■ Page extract ■
┏━━

Exercise 2

In this exercise, you will implement logistic regression and apply it to two different datasets. Before starting on the programming exercise, we strongly recommend watching the video lectures and completing the review questions for the associated topics.


In [ ]:
# Import numpy for linear algebra and numerical computing functions, and matplotlib for plotting graphs
import numpy as np
from numpy import ones, zeros, newaxis, r_, c_, mat, dot, e, size, log
from numpy.linalg import pinv
from scipy import optimize
import matplotlib.pyplot as plt

from IPython.html import widgets
from IPython.html.widgets import *
from IPython.display import display

# Enable matplotlib inline plotting for this notebook
%matplotlib inline

Logistic Regression

In this part of the exercise, you will build a logistic regression model to predict whether a student gets admitted into a university. Suppose that you are the administrator of a university department and you want to determine each applicant’s chance of admission based on their results on two exams. You have historical data from previous applicants that you can use as a training set for logistic regression. For each training example, you have the applicant’s scores on two exams and the admissions decision. Your task is to build a classification model that estimates an applicant’s probability of admission based the scores from those two exams. This outline will guide you through the exercise.


In [ ]:
data = np.loadtxt('../data/ex2data1.txt', delimiter=',')
X = mat(data[:, :2]) # training example inputs
y = c_[data[:, 2]]   # training example outputs
m = X.shape[0]

data[:10] # First 10 rows of training examples (just for viewing)

Visualizing the data

Before starting to implement any learning algorithm, it is always good to visualize the data if possible. The following code will load the data and display it on a 2-dimensional plot by calling the function plotData. You will now complete the code in plotData so that it displays a figure like Figure 1, where the axes are the two exam scores, and the positive and negative examples are shown with different markers.

┗━━

■ Source data ■
┏━━

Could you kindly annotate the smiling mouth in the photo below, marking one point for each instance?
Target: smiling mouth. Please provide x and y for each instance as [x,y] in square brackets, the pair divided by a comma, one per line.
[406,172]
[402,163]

┗━━

■ What to work on ■
- 1) Using the logistic regression exercise, state for each statement whether it agrees with the text, answering yes or no and quoting the deciding words: (a) The admission model estimates an applicant's chance from results on two exams. (b) The exercise applies logistic regression to a single dataset. (c) The training data file is read with a comma as the delimiter.
- 2) Reproduce the logistic regression exercise verbatim, everything from "In this part" down to "data = np.loadtxt('../data/ex2data1.txt', delimiter=',')".
Answer from the logistic regression exercise alone.

■ Task-by-task results ■
- 1)
(a) Yes: "determine each applicant’s chance of admission based on their results on two exams"
(b) No: "apply it to two different datasets"
(c) Yes: "data = np.loadtxt('../data/ex2data1.txt', delimiter=',')"

- 2)
In this part of the exercise, you will build a logistic regression model to predict whether a student gets admitted into a university. Suppose that you are the administrator of a university department and you want to determine each applicant’s chance of admission based on their results on two exams. You have historical data from previous applicants that you can use as a training set for logistic regression. For each training example, you have the applicant’s scores on two exams and the admissions decision. Your task is to build a classification model that estimates an applicant’s probability of admission based the scores from those two exams. This outline will guide you through the exercise.


In [ ]:
data = np.loadtxt('../data/ex2data1.txt', delimiter=',')